◆ **EXERCISE**:
Turn every one of the lines below into a Markdown table with the columns "No." and "Text," numbering the rows and skipping any blank lines. Leave the pictures out of the table.

◆ **DATA SUPPLIED**:
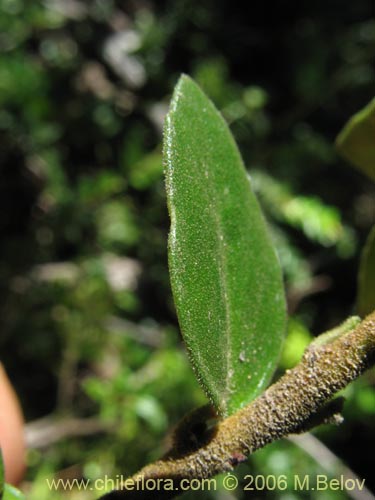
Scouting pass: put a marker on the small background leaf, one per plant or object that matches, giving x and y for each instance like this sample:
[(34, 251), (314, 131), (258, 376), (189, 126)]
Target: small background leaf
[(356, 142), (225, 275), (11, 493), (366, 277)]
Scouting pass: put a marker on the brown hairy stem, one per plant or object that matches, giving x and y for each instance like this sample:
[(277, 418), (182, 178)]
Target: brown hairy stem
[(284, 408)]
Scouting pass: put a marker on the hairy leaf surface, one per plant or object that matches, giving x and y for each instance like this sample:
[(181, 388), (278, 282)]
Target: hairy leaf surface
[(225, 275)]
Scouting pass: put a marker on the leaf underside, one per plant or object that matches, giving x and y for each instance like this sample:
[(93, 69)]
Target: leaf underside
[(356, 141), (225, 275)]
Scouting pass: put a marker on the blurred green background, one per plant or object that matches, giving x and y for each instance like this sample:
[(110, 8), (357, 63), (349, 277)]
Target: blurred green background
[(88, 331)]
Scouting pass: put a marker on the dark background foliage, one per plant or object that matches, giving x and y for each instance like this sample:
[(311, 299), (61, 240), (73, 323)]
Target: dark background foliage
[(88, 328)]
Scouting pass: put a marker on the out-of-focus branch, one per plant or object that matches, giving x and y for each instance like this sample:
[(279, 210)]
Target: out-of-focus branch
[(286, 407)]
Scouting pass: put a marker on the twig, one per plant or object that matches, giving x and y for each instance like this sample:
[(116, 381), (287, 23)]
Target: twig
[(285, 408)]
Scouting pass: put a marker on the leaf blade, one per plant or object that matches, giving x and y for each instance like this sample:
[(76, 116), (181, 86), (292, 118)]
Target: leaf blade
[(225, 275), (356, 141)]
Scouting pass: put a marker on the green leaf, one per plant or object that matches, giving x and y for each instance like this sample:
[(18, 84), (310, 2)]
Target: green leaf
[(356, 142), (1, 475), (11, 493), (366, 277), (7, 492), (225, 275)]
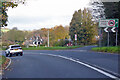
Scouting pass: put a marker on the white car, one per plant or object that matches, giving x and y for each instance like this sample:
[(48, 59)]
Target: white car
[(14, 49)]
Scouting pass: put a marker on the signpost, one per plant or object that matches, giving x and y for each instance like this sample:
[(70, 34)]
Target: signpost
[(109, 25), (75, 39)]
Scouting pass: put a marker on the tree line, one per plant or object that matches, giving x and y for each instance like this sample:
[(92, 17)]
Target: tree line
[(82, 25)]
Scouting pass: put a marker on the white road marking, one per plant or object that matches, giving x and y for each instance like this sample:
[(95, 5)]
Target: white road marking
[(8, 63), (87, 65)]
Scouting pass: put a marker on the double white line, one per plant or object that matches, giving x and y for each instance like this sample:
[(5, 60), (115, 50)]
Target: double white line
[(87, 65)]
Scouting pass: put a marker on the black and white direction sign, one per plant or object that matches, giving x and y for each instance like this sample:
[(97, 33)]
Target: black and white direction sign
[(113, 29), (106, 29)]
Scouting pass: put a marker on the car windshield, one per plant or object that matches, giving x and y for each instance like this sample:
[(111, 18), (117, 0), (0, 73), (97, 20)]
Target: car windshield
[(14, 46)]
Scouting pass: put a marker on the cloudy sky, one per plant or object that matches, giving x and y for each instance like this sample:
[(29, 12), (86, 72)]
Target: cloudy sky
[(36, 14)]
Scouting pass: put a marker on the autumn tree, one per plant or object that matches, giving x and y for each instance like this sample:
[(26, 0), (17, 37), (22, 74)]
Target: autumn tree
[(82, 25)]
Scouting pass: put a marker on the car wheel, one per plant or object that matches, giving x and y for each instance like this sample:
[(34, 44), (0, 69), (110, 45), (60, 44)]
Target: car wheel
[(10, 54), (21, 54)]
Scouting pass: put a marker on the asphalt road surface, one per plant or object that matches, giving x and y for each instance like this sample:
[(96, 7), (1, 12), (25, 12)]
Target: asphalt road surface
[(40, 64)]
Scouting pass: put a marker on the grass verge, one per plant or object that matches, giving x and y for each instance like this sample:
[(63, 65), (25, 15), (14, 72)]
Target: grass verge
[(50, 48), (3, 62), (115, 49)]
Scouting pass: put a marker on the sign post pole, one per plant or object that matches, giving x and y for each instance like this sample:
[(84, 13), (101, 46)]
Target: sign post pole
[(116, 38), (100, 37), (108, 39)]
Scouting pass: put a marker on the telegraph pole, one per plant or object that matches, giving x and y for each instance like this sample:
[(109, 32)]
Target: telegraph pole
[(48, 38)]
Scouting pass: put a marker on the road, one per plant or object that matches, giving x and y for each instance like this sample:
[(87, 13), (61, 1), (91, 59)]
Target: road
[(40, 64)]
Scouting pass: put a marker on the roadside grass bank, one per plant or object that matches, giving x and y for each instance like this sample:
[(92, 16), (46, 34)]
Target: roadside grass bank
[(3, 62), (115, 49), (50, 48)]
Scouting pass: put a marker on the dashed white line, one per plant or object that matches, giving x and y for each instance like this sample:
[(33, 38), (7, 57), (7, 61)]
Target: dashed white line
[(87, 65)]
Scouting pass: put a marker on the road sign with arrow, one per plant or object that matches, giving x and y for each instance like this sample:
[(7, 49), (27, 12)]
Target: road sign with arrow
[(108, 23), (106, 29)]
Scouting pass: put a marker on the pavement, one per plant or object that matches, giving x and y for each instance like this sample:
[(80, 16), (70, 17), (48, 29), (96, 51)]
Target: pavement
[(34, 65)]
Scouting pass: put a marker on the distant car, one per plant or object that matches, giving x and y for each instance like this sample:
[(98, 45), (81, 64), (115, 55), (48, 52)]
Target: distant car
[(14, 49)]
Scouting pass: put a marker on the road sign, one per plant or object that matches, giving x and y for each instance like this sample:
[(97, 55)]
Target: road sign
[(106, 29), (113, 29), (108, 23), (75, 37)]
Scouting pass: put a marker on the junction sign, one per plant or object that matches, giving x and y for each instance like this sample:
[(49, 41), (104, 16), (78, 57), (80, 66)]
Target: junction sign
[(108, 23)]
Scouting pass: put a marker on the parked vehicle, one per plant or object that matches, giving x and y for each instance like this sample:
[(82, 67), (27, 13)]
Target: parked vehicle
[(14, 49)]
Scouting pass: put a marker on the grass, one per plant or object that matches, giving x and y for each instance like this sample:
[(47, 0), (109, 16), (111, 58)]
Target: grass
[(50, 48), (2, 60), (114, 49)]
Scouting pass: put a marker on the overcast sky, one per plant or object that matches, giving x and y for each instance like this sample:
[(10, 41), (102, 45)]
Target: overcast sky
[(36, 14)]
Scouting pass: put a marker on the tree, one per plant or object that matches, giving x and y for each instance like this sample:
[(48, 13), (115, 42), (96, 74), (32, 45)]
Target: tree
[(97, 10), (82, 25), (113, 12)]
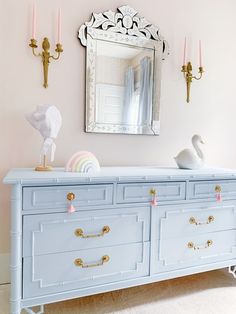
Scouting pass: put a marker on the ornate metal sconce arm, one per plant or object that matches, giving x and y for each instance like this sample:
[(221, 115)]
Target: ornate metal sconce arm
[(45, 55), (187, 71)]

◆ **OUTPUT**:
| No. | Text |
|---|---|
| 1 | Scouting pass: put a marker on the small background leaf, one per plant or object that matches, giving x and y for each instance like this sample: |
| 2 | [(34, 251), (314, 131), (258, 376), (189, 126)] |
| 3 | Target: small background leaf |
| 4 | [(356, 142), (225, 275), (11, 493), (366, 277)] |
| 5 | Scouting pass: put a marker on the brown hairy stem, one per plant or object that matches, giving x and y for each instance like this sample: |
| 6 | [(277, 418), (182, 178)] |
| 7 | Target: brown hairy stem |
| 8 | [(284, 408)] |
| 9 | Scouting pass: put a marker on the hairy leaf surface, one per plant or object that matches, giving x and y for each instance like this sample: |
| 10 | [(181, 388), (278, 282)] |
| 11 | Target: hairy leaf surface |
| 12 | [(225, 275)] |
| 13 | Scouting pass: put a marker on the leaf underside, one per plant or object that matches, giving x and y for each instance like this sample: |
| 14 | [(93, 69)] |
| 15 | Target: leaf underside |
| 16 | [(356, 141), (225, 275)] |
| 17 | Scouting pass: put a marker on the blurred green background, one per plant or object that matches, giving x and y for each instance like this sample: |
| 18 | [(110, 8), (357, 63), (349, 277)] |
| 19 | Target: blurred green background |
| 20 | [(88, 331)] |
| 21 | Scouting pass: put a marker on the dark background foliage, one per plant or object that matches, giving x and y for each instance like this sample: |
| 22 | [(311, 299), (61, 240), (73, 323)] |
| 23 | Target: dark background foliage |
| 24 | [(88, 328)] |
| 25 | Scouting pass: put a marker on the out-of-focus branch, one per plant or object that matches, giving x and y for each instance like this sample: |
| 26 | [(279, 210)] |
| 27 | Target: out-of-focus branch |
| 28 | [(286, 407)] |
| 29 | Scouting pass: put a marker on the twig, one per plant or object that matches, giving x and y for each instance like this sample: |
| 30 | [(116, 381), (287, 23)] |
| 31 | Target: twig |
| 32 | [(285, 408)] |
| 33 | Scouting pass: put a marker on the leaf blade, one per plant or object that matches, giving x and y for each instance like this sample: |
| 34 | [(76, 116), (181, 86), (292, 118)] |
| 35 | Target: leaf blade |
| 36 | [(225, 275), (356, 141)] |
| 37 | Scouting pass: put a marker on the green leaf, one per plant or object that matches, giving x and y for each instance like this sample: |
| 38 | [(18, 84), (310, 2)] |
| 39 | Target: green leaf |
| 40 | [(356, 142), (1, 475), (11, 493), (366, 277), (7, 492), (225, 275)] |
| 41 | Scouting pass: put a marker on the white car, one per plant or object that matches, giving x and y for each instance like this sample: |
| 42 | [(48, 59)] |
| 43 | Target: white car |
| 44 | [(14, 49)] |
| 45 | Scouting pass: put a marker on the signpost, one per plant or object that matches, giving x and y for each instance like this sample: |
| 46 | [(70, 34)] |
| 47 | Target: signpost |
| 48 | [(109, 25), (75, 39)] |
| 49 | Scouting pass: put a marker on the tree line, one per plant or object that matches, giving x and y for each instance like this sample: |
| 50 | [(92, 17)] |
| 51 | Target: tree line |
| 52 | [(82, 25)] |
| 53 | Scouting pass: put a marker on the white road marking, one per plant or object that matches, giving x and y for each instance like this sample: |
| 54 | [(95, 5)] |
| 55 | Target: white road marking |
| 56 | [(8, 63), (87, 65)] |
| 57 | Scouting pass: put a marker on the double white line, one per plant or object that matches, giving x and y for each instance like this sample: |
| 58 | [(5, 60), (115, 50)] |
| 59 | Target: double white line |
| 60 | [(87, 65)] |
| 61 | Scouting pass: put a marker on the black and white direction sign, one per plant or object that matches, giving x and y for each instance like this sample: |
| 62 | [(97, 33)] |
| 63 | Target: black and white direction sign |
| 64 | [(113, 29), (106, 29)] |
| 65 | Scouting pass: put a marker on the car windshield, one per plant or object that matches, giving x and y for each instance like this sample: |
| 66 | [(111, 18), (117, 0), (0, 73), (97, 20)] |
| 67 | Target: car windshield |
| 68 | [(14, 46)] |
| 69 | Scouting pass: put a marker on the cloudy sky, one per plant or object that matches, giving x and y for each instance like this sample: |
| 70 | [(29, 12), (86, 72)] |
| 71 | Target: cloudy sky |
| 72 | [(36, 14)] |
| 73 | Scouting pass: put a marker on the autumn tree, one per plant or object that matches, giving x and y for each instance like this sample: |
| 74 | [(26, 0), (17, 37), (22, 74)] |
| 75 | Target: autumn tree |
| 76 | [(82, 25)] |
| 77 | Scouting pass: put a marker on the car wheel, one per plant or object that matches, giving x and y for each instance like this sample: |
| 78 | [(34, 44), (0, 69), (110, 45), (60, 44)] |
| 79 | Target: car wheel |
| 80 | [(10, 54), (21, 54)] |
| 81 | Scouting pass: put a marker on the asphalt road surface, one per plant or object that matches, giving x and y for each instance like this sample: |
| 82 | [(96, 7), (1, 12), (25, 12)] |
| 83 | Target: asphalt road surface |
| 84 | [(40, 64)] |
| 85 | Scouting pass: put a marker on the grass verge, one per plant or object that matches, giving x and y for each instance like this sample: |
| 86 | [(63, 65), (25, 15), (14, 72)] |
| 87 | Target: grass verge |
| 88 | [(50, 48), (3, 62), (115, 49)] |
| 89 | Scouting pass: put a marker on the sign post pole, one per plant or object that matches, giving x and y for each instance like this sample: |
| 90 | [(84, 13), (101, 46)] |
| 91 | Target: sign post pole |
| 92 | [(116, 38), (100, 37), (108, 39)] |
| 93 | Scouting pass: put a marker on the telegraph pole, one per plant or object that matches, giving x and y for each instance like this sample: |
| 94 | [(109, 32)] |
| 95 | Target: telegraph pole |
| 96 | [(48, 38)] |
| 97 | Scouting pass: put a marker on the road, one per plant or object that matches, giving x and y for each instance like this sample: |
| 98 | [(87, 13), (61, 1), (91, 59)] |
| 99 | Target: road |
| 100 | [(40, 64)] |
| 101 | Scouting pass: put a marker on the roadside grass bank, one per plant or object that matches, giving x and y for each instance like this sample: |
| 102 | [(92, 16), (46, 34)] |
| 103 | Target: roadside grass bank |
| 104 | [(3, 62), (115, 49), (50, 48)] |
| 105 | Scouting pass: put a marker on the dashed white line, one per plant or object that matches, giving x and y for each instance like this sample: |
| 106 | [(33, 38), (7, 57), (7, 61)] |
| 107 | Target: dashed white line |
| 108 | [(87, 65)] |
| 109 | Scouting pass: put a marker on the road sign with arrow, one per plant or object that matches, giving x and y for each instance like this sample: |
| 110 | [(7, 49), (27, 12)] |
| 111 | Target: road sign with arrow |
| 112 | [(108, 23), (106, 29)] |
| 113 | Scouting pass: put a marker on the pavement, one per plant or object that matches, giving x and y for each instance like this sample: |
| 114 | [(80, 16), (70, 17), (48, 29), (96, 51)] |
| 115 | Target: pavement |
| 116 | [(34, 65)] |
| 117 | Scouting pass: put a marker on the distant car, one per plant or object that matches, giving x and y for each instance like this sample: |
| 118 | [(98, 45), (81, 64), (115, 55), (48, 52)] |
| 119 | Target: distant car |
| 120 | [(14, 49)] |
| 121 | Scouting pass: put a marker on the road sign, one per plant or object that matches, giving x and y for each instance like this sample: |
| 122 | [(97, 55)] |
| 123 | Target: road sign |
| 124 | [(106, 29), (113, 29), (108, 23), (75, 37)] |
| 125 | Scouting pass: put a marker on the junction sign, one per plant or object that matches, giving x and y for each instance like this sample: |
| 126 | [(49, 41), (104, 16), (78, 57), (80, 66)] |
| 127 | Target: junction sign |
| 128 | [(108, 23)] |
| 129 | Scouting pass: put a marker on the parked vehicle, one per plant or object that matches, giving x and y for each instance like this sample: |
| 130 | [(82, 67), (27, 13)] |
| 131 | Target: parked vehicle |
| 132 | [(14, 49)] |
| 133 | Scouting pass: put a marker on the grass, one per plant or object that matches, giving x and y for each instance like this sample: |
| 134 | [(47, 0), (109, 16), (111, 58)] |
| 135 | Target: grass |
| 136 | [(50, 48), (2, 60), (114, 49)] |
| 137 | Scouting pass: put a marker on the overcast sky, one per plant or object that matches, giving x and y for each instance like this sample: |
| 138 | [(10, 41), (102, 45)] |
| 139 | Target: overcast sky |
| 140 | [(36, 14)] |
| 141 | Scouting pass: put a marker on the tree, one per plant or object that matches, giving x and y for each instance like this sample: |
| 142 | [(48, 13), (115, 42), (96, 74), (32, 45)] |
| 143 | Target: tree |
| 144 | [(97, 10), (82, 25), (113, 12)] |
| 145 | Scouting pass: put a marker on the ornate metal sconce arm, one per plant or object that matches, giving x and y for each instance like this sample: |
| 146 | [(221, 115)] |
| 147 | Target: ornate metal sconce arm |
| 148 | [(45, 55), (187, 71)] |